'''

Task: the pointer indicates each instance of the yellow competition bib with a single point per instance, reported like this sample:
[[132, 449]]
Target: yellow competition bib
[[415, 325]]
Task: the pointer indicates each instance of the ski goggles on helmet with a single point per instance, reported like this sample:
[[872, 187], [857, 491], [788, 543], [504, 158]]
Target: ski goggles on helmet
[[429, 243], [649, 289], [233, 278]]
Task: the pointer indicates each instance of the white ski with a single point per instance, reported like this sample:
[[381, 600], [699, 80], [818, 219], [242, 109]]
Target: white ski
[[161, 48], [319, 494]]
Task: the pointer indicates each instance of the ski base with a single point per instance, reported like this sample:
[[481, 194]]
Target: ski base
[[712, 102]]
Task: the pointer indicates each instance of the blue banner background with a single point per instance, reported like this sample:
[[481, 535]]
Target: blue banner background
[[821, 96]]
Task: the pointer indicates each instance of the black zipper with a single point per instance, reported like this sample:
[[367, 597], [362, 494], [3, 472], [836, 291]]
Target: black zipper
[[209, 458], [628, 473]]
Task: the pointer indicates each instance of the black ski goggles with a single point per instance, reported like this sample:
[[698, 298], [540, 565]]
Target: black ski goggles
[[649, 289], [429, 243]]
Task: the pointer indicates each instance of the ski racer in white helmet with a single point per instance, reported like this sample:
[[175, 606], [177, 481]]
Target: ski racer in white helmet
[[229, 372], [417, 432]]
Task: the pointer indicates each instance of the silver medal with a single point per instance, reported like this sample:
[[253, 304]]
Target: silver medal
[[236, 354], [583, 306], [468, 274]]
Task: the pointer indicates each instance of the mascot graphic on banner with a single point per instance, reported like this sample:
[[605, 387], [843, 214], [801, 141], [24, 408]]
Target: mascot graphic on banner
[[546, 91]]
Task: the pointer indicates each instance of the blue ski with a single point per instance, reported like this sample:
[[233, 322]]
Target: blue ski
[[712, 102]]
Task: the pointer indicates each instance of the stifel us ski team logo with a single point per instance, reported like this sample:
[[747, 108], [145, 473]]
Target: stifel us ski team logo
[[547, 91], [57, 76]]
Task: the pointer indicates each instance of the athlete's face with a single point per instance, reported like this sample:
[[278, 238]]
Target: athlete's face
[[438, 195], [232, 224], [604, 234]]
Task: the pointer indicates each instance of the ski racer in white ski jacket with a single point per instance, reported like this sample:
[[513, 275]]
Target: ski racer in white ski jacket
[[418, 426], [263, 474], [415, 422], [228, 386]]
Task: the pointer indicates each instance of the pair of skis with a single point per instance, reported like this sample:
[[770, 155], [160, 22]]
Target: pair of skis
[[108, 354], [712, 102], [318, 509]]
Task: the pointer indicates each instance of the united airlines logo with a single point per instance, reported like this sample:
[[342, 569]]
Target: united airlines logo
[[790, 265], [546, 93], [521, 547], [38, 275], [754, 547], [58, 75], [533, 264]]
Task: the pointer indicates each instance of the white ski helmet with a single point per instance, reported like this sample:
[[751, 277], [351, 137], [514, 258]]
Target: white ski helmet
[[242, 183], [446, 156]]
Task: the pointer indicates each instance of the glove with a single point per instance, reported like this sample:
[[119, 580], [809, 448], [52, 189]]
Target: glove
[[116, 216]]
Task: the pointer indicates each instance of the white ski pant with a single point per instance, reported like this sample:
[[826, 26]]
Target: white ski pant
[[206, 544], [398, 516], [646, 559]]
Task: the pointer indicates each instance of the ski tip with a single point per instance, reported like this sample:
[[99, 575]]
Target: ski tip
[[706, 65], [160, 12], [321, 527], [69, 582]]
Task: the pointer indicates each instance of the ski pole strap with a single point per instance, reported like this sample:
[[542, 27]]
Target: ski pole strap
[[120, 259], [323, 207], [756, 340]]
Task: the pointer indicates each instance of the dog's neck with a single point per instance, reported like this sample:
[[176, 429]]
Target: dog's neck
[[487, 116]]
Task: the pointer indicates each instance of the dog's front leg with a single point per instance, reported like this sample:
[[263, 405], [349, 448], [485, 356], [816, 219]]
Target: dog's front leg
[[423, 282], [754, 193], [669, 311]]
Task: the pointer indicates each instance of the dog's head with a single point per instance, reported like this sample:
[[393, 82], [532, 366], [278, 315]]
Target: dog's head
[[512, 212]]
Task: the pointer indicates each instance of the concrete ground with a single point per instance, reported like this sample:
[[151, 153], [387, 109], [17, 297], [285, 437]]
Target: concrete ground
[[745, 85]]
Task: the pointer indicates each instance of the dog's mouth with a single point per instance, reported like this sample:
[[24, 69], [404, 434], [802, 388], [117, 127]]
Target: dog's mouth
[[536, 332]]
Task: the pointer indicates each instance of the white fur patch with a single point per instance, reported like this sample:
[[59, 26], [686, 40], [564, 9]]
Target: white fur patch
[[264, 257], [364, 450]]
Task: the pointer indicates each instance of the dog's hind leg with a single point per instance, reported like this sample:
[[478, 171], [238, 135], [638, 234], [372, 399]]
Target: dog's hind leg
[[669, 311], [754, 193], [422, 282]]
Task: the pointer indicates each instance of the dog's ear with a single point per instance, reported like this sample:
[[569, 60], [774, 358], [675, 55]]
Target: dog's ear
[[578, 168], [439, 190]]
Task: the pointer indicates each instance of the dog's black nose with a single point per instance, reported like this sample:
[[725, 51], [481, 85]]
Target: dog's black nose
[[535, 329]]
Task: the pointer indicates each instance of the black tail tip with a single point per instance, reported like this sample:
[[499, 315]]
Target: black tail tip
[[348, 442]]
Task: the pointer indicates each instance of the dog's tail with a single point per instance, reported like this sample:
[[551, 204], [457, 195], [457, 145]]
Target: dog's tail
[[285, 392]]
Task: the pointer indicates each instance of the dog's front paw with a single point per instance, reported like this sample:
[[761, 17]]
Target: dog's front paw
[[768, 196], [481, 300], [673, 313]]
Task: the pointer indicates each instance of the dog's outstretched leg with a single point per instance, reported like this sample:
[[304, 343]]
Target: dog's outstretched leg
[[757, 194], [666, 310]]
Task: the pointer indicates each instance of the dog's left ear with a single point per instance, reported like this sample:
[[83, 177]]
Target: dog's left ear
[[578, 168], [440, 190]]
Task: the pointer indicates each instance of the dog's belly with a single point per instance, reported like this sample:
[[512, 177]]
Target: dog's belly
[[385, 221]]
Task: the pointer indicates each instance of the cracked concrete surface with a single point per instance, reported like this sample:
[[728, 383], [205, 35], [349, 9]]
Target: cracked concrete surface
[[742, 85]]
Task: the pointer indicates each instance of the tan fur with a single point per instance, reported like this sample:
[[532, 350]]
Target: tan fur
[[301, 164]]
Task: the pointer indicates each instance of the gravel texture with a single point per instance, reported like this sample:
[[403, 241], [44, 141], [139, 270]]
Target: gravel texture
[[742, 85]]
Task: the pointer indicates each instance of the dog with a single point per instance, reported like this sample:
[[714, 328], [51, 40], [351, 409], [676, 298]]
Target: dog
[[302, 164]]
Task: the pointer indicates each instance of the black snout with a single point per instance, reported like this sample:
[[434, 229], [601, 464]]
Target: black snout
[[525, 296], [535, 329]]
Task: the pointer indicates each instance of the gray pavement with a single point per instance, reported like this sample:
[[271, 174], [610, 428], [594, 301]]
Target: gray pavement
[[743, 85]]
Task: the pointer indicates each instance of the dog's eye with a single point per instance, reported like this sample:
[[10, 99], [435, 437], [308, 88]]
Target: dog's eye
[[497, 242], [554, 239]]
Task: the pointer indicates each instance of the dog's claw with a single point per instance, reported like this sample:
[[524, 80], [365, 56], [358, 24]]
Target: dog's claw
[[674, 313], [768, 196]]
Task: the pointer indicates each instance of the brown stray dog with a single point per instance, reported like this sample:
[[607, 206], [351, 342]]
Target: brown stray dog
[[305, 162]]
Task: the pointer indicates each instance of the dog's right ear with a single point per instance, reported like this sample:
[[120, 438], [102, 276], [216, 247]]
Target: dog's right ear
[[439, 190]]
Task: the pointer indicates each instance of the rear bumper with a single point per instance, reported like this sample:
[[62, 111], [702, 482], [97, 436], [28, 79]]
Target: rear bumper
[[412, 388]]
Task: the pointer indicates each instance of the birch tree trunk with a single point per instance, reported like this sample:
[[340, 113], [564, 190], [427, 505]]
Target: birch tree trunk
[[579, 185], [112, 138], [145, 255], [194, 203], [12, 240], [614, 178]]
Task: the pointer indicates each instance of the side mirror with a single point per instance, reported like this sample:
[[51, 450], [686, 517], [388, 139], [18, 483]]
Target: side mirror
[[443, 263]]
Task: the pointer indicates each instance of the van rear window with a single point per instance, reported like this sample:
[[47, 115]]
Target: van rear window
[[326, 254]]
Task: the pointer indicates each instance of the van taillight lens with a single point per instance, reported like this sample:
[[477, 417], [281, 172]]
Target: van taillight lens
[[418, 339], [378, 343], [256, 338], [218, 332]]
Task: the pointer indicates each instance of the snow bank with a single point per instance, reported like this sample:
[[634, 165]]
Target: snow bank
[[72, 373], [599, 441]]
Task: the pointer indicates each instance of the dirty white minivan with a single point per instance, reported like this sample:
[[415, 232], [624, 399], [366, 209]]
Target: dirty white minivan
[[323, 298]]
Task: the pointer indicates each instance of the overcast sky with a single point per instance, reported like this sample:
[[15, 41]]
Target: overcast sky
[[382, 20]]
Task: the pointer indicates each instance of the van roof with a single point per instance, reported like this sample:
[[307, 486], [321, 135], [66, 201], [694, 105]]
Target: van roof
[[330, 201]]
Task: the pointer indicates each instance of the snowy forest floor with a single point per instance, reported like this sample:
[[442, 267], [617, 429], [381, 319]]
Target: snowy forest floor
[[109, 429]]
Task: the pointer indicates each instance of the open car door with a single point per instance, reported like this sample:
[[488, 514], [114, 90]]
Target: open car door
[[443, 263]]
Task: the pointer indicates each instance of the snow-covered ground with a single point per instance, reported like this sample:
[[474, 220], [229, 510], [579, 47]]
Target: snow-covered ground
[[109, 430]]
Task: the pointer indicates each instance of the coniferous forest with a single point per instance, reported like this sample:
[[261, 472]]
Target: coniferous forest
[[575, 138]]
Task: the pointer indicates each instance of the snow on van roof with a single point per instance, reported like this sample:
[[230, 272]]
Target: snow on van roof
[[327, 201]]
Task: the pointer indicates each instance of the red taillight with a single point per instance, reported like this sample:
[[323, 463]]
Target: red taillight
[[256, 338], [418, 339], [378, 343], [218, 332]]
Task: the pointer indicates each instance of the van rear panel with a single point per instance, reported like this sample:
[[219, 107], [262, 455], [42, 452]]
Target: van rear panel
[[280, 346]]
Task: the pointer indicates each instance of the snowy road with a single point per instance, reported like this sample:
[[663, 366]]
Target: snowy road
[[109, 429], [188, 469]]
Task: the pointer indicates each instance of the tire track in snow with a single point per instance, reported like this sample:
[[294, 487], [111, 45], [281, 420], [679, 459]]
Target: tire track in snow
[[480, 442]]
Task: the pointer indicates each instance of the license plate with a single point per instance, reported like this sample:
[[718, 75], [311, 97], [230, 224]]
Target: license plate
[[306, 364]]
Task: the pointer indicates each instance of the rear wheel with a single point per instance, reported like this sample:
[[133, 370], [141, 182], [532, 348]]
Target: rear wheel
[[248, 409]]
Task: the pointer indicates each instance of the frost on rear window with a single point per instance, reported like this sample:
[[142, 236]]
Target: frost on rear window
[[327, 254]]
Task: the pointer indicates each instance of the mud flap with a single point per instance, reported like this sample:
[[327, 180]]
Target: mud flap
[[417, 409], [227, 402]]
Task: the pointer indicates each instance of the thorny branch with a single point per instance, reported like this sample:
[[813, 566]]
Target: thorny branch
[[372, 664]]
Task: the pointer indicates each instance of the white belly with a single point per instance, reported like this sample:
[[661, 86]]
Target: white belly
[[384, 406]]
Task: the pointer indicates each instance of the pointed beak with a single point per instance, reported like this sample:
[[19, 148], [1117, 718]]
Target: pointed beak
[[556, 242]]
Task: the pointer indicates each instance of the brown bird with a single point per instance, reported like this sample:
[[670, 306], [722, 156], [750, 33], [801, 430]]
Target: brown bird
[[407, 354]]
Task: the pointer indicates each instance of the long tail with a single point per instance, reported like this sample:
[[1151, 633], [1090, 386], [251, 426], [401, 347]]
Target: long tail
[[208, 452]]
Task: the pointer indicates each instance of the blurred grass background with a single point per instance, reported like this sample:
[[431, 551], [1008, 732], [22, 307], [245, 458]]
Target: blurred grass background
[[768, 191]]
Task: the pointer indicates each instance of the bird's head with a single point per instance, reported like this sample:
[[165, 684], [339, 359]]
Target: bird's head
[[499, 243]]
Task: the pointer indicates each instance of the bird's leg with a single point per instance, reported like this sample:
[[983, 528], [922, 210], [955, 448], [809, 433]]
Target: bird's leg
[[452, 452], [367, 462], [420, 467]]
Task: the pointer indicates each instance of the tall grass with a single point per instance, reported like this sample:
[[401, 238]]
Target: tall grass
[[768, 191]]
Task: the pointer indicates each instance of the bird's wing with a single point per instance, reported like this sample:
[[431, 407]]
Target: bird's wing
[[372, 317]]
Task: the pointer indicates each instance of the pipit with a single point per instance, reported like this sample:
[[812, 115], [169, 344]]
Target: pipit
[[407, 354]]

'''

WHAT TO WORK ON:
Would you please transcribe the lines above exactly, starting with the first line of the material and ending with the line that has "Task: the pointer indicates each instance of the ski goggles"?

RESPONSE TO THIS TASK:
Task: the pointer indicates each instance of the yellow competition bib with a single point per instance, reported like this sample:
[[132, 449]]
Target: yellow competition bib
[[415, 325]]
Task: the pointer indicates each instance of the ski goggles on helmet with a single point per instance, reported like this sample:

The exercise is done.